== Segment start ==
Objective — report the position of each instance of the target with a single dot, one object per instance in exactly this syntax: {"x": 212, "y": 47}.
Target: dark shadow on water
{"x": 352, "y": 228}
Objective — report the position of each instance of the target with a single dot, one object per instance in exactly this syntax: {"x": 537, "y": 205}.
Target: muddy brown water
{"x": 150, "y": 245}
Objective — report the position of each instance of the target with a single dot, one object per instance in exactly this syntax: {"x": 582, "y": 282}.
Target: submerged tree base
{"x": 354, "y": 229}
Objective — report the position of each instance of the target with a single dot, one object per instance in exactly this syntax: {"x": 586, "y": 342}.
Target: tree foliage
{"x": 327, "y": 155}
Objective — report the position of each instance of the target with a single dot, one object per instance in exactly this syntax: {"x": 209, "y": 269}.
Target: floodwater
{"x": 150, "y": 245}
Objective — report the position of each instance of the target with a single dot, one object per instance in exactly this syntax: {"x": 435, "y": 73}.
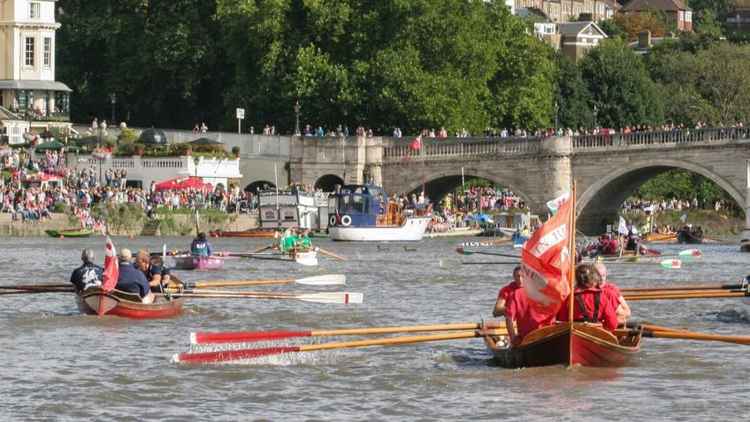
== Segment end ==
Could you reproduce exactly, and only, the lines from the one containing "Target: submerged tree base" through the end of the records above, both included, while leaving out the pictures?

→ **Solution**
Target: submerged tree base
{"x": 354, "y": 229}
Objective — report the position of each instance of the target with a single dot, one object per instance in exactly this syntax: {"x": 586, "y": 342}.
Target: tree foliage
{"x": 327, "y": 155}
Objective — report the position of each instance of the target with a single dot, one object per instance in exactly this syntax: {"x": 209, "y": 269}.
Target: floodwater
{"x": 150, "y": 245}
Objective — report the position of each instance of the target with a single dot, one object per instance in exactly this syntax: {"x": 435, "y": 73}.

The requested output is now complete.